_What the task requires_.
Which lines in the records below hold the word "this"? Copy each of them.

_Task input_.
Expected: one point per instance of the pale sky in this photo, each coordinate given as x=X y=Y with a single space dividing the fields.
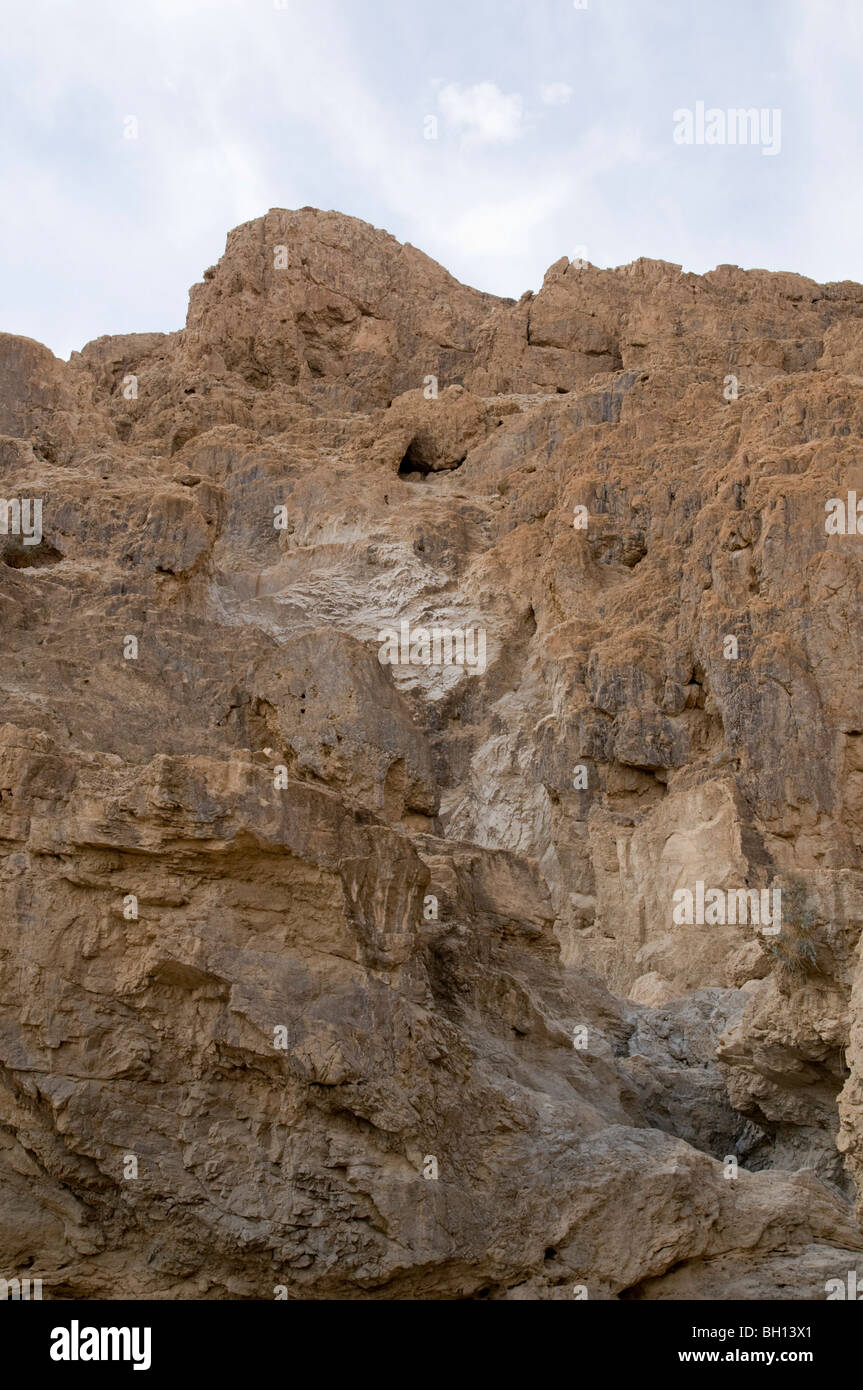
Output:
x=555 y=136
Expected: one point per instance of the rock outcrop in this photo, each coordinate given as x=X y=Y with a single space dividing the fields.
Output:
x=384 y=663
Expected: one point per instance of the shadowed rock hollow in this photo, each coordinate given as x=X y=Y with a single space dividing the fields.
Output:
x=370 y=972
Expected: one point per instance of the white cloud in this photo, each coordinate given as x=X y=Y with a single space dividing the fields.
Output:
x=482 y=111
x=555 y=93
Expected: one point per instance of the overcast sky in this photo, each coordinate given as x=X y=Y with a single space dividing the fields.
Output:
x=136 y=134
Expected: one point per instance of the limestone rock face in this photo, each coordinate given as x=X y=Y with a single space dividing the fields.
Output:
x=412 y=706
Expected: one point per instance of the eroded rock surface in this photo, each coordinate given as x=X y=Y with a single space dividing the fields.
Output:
x=363 y=979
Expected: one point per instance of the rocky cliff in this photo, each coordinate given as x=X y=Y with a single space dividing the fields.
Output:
x=384 y=663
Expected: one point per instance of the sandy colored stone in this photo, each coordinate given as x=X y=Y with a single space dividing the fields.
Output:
x=373 y=968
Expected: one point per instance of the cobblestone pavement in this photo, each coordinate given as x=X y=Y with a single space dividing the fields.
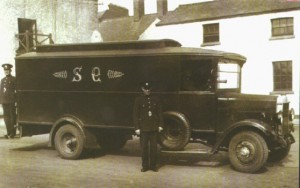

_Written reply_.
Expected: one point per instance of the pale sky in this photo, each coordinate given as x=X y=Y with a single space dividing the fields.
Expected: one point per instance of the rock outcrop in this photo, each coordinate given as x=X y=Y with a single space dividing the fields.
Expected: one point per instance of the shadowed rock hollow in this photo, each coordinate given as x=X y=Y with a single space dividing the fields.
Expected: one point per instance of the white cloud in this photo, each coordinate given as x=X y=Y with a single space dividing the fields.
Expected: one point per instance of the overcast sky in this photo, each coordinate given as x=X y=Y with a single space dividing the fields.
Expected: one point per instance of the limestone rock face in this photo, each coordinate given as x=X y=Y with a single space dividing the fields.
Expected: one point per instance of the eroded rock surface in this photo, each coordinate given as x=X y=Y with a single space dividing the fields.
Expected: one point per instance of the rocky cliff in this photo, each coordinate given as x=X y=Y with a single space dividing the fields.
Expected: one point per instance of the sandy colored stone in this photo, each coordinate given as x=X y=Y with a single space dividing the fields.
Expected: one point per instance of the cobblestone pavement in this photo, each coordinate given as x=X y=Y with a single space dividing the fields.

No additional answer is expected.